CONSIGNE 1: Reproduisez le passage du document source qui va de « Repoussons ces pensées ; » à « sceptique redevient croyant. ».
CONSIGNE 2: D'après le document source, par qui l'histoire de saint Théophile a-t-elle été racontée ?

DOCUMENT SOURCE:

Les matérialistes, qui n’ont aucun respect des choses saintes, nient carrément ces prodiges ; c’est plus commode. Quant aux catholiques superficiels, ils n’aiment pas qu’on leur en parle ; cela les gêne ; ils haussent les épaules, d’un air supérieur. « C’est bon pour les vieilles femmes, ces histoires ! » murmurent-ils. À leur avis, « la religion gagnerait à se débarrasser des miracles ; » j’en connais qui osent s’exprimer ainsi, et qui vont à la messe, pourtant. Alors, je me le demande, que vont-ils faire à l’église ? le saint-sacrifice n’est-il pas le renouvellement quotidien du plus grand des miracles ? n’est-il pas la permanente proclamation divine du surnaturel ?… Et si un prêtre ne croit plus au diable, il est bien près de ne plus croire à Dieu ; si le scepticisme envahit l’âme d’un prêtre, dans quel état d’esprit flottant sera-t-il au moment où il consacre l’hostie ?…

Repoussons ces pensées ; elles font frémir. Disons-nous bien, au contraire, que Dieu veille sur son Église et qu’il pardonne le doute, et même pis, dès que le coupable sait se ressaisir, dès que le sceptique redevient croyant.

À ce propos, rien n’est plus consolant que l’histoire de saint Théophile, racontée par la nonne Roswith, religieuse de Gandersheim et poète du dixième siècle.

JEU DE DONNÉES:
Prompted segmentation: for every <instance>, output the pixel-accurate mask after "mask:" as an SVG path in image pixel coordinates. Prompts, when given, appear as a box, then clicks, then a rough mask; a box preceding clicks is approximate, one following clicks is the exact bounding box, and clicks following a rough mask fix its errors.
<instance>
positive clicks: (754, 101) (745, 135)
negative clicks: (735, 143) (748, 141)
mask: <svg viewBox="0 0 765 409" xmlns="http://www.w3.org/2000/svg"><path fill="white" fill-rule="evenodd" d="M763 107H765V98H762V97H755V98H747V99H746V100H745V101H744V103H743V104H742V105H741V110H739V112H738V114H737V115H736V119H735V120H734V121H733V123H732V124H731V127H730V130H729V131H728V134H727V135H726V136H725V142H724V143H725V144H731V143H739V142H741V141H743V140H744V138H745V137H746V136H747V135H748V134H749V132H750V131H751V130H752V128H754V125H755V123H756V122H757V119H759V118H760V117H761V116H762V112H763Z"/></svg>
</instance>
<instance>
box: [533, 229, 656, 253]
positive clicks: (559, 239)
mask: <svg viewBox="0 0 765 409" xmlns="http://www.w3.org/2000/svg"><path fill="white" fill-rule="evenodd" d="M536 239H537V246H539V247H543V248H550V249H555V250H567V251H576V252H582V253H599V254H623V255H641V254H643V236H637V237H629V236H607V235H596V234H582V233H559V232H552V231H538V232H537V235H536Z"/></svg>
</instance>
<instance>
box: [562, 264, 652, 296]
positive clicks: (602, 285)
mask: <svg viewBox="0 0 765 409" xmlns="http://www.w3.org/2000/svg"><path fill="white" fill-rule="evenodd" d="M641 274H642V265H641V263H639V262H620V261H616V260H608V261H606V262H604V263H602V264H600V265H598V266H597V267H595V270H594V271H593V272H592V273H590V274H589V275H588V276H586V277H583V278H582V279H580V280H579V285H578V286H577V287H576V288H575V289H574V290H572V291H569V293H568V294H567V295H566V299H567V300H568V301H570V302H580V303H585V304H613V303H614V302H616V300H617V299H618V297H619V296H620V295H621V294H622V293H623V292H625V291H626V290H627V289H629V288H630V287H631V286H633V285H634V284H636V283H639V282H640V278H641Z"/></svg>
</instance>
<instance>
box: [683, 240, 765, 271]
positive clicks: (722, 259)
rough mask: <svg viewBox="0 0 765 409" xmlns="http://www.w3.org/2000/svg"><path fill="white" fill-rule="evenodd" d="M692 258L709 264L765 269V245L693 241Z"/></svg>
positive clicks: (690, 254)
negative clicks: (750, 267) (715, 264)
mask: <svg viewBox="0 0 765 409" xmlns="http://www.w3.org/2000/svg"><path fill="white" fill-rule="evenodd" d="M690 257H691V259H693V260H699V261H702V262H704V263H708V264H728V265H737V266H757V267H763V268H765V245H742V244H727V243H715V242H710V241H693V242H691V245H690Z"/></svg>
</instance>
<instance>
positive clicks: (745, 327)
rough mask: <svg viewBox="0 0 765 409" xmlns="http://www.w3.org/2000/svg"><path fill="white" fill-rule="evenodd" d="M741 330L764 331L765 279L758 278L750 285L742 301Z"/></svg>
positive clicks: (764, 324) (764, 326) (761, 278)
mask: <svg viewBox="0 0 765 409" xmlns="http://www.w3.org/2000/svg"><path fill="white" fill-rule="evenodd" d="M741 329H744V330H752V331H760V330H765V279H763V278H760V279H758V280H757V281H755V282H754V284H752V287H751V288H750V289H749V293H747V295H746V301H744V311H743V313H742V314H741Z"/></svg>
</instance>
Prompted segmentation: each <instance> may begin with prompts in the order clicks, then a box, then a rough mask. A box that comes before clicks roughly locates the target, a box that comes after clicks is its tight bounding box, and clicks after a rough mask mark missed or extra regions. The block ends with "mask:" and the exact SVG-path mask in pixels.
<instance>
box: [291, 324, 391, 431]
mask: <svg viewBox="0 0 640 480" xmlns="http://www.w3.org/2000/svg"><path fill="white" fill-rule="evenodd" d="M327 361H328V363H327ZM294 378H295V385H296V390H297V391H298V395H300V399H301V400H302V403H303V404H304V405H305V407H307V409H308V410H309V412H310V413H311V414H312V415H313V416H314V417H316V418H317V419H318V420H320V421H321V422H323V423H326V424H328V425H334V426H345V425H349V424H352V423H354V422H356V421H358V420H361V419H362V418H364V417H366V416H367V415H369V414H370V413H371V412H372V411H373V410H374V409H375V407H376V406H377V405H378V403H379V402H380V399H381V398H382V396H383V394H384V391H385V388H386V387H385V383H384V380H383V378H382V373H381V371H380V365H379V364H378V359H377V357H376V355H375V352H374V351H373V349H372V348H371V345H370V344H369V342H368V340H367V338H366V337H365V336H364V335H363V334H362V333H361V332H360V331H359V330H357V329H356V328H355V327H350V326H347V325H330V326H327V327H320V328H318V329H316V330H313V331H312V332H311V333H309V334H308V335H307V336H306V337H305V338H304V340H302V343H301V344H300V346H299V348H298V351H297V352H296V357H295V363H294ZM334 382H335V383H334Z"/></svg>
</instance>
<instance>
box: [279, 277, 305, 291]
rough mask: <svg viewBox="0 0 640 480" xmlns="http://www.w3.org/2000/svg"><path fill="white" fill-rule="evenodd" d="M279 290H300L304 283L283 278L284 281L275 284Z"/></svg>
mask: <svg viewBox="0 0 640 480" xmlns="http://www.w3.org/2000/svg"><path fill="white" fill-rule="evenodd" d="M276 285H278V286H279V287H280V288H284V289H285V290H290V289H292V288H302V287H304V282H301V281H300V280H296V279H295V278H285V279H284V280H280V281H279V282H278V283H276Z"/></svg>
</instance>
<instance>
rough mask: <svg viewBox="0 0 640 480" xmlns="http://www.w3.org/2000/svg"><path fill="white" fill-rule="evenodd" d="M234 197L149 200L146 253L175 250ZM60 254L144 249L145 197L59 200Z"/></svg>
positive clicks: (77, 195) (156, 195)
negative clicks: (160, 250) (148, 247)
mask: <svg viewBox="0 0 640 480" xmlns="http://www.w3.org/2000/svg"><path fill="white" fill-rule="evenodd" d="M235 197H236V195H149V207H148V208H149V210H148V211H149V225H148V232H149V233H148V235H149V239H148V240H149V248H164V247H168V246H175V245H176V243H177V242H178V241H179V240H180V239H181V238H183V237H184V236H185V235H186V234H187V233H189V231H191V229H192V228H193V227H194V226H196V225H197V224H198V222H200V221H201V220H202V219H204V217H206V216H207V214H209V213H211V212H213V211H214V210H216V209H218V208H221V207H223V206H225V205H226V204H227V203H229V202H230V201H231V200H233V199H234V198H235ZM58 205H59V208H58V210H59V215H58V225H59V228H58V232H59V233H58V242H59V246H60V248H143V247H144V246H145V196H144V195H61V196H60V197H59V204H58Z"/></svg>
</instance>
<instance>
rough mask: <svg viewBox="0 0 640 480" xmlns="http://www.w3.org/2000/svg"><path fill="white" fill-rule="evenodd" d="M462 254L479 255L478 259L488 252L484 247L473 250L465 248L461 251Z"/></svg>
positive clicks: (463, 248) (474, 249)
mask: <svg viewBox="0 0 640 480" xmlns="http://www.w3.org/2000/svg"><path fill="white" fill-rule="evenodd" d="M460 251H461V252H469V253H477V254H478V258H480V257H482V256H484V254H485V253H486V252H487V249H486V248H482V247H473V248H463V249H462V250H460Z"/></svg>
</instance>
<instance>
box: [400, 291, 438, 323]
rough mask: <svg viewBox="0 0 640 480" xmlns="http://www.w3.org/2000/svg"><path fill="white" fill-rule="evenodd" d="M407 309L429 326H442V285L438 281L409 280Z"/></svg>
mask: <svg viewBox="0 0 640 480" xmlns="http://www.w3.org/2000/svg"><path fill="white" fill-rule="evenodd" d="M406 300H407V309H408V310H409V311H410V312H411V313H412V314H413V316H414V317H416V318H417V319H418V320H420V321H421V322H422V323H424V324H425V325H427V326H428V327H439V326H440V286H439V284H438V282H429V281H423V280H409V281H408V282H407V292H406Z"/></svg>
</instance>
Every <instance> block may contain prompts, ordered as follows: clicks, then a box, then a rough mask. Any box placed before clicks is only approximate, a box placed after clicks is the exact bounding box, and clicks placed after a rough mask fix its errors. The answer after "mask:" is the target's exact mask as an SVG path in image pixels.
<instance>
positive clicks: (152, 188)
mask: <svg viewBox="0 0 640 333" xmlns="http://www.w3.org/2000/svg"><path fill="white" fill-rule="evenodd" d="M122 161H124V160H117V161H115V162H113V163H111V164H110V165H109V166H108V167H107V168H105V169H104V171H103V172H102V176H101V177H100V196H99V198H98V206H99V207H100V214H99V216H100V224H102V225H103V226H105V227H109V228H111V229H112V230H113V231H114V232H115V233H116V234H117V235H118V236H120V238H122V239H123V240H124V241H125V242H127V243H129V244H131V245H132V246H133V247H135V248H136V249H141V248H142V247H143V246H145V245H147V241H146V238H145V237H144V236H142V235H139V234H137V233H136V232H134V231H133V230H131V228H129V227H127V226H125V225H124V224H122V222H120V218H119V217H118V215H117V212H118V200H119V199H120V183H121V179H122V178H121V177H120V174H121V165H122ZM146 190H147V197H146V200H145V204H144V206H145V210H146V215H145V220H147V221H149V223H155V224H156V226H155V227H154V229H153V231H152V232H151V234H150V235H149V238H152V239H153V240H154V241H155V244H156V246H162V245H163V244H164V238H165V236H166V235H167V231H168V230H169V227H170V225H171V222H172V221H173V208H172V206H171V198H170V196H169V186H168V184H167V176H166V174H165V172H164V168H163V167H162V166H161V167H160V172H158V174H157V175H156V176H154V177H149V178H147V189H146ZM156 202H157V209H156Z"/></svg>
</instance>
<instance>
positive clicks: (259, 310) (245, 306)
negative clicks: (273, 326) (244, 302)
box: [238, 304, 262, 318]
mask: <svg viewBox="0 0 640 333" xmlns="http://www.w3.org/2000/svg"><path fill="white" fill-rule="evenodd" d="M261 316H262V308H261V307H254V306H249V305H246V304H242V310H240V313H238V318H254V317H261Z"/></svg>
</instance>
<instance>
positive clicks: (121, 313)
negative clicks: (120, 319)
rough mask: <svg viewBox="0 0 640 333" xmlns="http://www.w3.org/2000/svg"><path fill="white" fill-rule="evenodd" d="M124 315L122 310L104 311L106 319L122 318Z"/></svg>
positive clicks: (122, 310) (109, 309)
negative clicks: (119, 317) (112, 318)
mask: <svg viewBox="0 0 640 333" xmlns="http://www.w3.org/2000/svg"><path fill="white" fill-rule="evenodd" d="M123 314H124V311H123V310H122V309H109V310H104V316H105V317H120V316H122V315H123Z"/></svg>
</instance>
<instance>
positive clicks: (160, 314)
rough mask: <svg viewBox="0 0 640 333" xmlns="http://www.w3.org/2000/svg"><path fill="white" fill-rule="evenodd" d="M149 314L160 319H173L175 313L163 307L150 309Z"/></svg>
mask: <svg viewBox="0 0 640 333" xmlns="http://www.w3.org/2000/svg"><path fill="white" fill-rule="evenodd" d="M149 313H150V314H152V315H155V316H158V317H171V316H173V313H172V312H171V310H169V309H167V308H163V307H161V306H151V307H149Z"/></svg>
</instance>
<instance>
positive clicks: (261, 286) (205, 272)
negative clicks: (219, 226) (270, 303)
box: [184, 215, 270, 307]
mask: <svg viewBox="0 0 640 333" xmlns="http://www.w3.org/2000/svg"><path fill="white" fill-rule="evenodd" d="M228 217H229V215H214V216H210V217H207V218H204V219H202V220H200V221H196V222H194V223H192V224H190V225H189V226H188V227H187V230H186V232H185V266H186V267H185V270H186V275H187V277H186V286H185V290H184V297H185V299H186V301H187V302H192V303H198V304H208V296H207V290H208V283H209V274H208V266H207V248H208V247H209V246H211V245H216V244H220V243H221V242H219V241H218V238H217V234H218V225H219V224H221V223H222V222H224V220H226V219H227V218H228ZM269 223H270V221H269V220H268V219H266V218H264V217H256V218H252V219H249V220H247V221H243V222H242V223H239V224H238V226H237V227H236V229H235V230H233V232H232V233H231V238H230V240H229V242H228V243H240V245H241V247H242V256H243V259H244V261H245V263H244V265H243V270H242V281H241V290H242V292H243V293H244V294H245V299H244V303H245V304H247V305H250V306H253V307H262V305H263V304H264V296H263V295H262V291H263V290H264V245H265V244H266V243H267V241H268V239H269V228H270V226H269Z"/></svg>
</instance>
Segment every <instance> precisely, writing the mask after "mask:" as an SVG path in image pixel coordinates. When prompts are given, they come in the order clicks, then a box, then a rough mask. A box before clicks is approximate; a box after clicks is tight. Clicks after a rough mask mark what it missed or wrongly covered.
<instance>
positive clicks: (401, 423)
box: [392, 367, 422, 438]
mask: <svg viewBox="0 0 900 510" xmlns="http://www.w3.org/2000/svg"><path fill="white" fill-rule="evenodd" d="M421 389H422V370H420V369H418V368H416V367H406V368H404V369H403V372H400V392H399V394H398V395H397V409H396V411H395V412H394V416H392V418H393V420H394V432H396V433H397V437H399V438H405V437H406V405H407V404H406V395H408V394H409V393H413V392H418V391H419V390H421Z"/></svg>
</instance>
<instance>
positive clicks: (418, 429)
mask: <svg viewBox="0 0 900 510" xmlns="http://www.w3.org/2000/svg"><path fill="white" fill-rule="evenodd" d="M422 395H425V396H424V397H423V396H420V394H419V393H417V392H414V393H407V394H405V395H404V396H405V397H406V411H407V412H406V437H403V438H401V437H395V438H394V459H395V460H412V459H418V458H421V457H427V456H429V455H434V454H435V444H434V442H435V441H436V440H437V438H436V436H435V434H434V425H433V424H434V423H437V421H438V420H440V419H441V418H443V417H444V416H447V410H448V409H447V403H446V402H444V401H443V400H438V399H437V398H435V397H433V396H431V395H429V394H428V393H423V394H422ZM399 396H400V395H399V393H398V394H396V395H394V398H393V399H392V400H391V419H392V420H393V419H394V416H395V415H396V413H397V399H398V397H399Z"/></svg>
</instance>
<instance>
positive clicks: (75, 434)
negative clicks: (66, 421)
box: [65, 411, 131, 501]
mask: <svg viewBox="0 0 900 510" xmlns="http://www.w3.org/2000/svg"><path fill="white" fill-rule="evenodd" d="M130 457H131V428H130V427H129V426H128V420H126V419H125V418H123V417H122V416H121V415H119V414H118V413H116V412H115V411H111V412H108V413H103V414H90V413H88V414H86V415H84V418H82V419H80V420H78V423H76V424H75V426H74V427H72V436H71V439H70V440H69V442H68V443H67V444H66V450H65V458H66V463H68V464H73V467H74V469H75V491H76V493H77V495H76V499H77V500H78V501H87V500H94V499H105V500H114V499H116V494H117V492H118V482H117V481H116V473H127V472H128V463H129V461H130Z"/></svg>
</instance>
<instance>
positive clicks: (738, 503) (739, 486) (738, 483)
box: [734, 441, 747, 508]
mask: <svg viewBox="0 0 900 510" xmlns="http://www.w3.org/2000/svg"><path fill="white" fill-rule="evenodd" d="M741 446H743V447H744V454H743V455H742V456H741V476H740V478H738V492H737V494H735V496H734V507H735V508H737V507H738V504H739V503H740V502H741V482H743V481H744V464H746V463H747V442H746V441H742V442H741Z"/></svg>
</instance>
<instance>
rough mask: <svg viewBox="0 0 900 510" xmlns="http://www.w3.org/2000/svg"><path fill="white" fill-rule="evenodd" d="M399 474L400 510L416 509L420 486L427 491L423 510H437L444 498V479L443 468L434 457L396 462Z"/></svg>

ESPACE DE RÉPONSE 1:
Repoussons ces pensées ; elles font frémir. Disons-nous bien, au contraire, que Dieu veille sur son Église et qu’il pardonne le doute, et même pis, dès que le coupable sait se ressaisir, dès que le sceptique redevient croyant.

ESPACE DE RÉPONSE 2: Par la nonne Roswith, religieuse de Gandersheim et poète du dixième siècle.